EXCERPTED RECORDS ▸
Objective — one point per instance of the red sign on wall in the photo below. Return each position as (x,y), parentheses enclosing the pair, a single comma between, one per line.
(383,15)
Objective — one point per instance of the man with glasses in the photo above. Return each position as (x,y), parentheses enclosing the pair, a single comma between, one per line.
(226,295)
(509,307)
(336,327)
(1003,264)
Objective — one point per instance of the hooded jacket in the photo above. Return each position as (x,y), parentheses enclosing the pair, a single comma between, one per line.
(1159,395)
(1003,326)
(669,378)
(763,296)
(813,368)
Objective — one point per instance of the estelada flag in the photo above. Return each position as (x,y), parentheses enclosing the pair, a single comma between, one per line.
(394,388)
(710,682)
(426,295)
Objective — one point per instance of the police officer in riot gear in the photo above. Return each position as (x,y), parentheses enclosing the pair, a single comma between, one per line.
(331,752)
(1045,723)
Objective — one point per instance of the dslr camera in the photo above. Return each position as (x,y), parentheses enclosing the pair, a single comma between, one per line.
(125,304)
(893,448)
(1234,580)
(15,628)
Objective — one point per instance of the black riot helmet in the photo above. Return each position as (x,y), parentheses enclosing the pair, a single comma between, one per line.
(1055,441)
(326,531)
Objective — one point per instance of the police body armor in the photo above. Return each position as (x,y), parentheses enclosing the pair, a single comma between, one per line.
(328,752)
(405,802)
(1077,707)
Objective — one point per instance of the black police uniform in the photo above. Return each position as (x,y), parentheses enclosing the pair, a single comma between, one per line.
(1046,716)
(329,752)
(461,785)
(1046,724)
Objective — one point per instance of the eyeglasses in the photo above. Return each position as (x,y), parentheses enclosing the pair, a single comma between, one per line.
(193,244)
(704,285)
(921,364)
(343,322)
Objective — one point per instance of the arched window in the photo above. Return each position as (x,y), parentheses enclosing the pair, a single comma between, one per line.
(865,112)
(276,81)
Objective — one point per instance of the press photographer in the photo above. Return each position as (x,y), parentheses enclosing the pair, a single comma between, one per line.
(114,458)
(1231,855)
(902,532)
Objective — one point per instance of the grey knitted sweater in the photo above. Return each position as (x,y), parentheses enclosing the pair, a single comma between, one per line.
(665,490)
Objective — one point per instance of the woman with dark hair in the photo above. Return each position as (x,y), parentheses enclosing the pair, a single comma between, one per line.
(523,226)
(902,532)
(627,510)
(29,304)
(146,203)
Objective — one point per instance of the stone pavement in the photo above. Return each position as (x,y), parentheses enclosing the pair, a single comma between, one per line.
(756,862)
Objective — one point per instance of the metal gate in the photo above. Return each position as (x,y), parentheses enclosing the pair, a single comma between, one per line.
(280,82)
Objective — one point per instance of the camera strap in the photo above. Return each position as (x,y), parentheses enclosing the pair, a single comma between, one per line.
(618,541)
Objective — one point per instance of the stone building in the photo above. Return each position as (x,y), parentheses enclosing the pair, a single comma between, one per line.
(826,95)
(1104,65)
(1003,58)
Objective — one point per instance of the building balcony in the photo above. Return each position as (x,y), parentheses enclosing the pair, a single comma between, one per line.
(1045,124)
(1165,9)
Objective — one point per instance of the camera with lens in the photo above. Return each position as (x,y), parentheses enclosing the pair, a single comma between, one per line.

EXERCISE OBJECTIVE ▸ Take the lines above from the one holding "Objective — one point per instance of the stone pavement" to the last and output them exactly.

OUTPUT FOR THIS TASK ▸
Objective — one point per instance of the stone pavement in the photo above. Return each position as (x,y), parentheses enclosing the pair, a single comma between, one per line.
(756,862)
Objective — one point per instance of the metal gate in the photo above. Return each position as (x,y), parentheses enclosing the pair, a single comma between, one per line.
(280,82)
Objective — one point per instance of the camera strap in the photo above. Return each position as (x,y), parentheses enclosing the pair, a single comma between, one per line.
(618,541)
Objective — one point per instance of the stone building in the photo above. Return each position as (x,y), parentheses enclosing the pair, a single comma between, one per line.
(826,95)
(1104,65)
(1003,58)
Objective — one point per instance of the building balcony in the photo above. Return each position as (x,y), parentheses enclosing the pair, a single comma between, one per line.
(1045,124)
(1165,9)
Objective — one point per instance of the camera with lens in the photo above. Return each position as (x,y), parentheses enclosing the pair, a single comma between, one per line.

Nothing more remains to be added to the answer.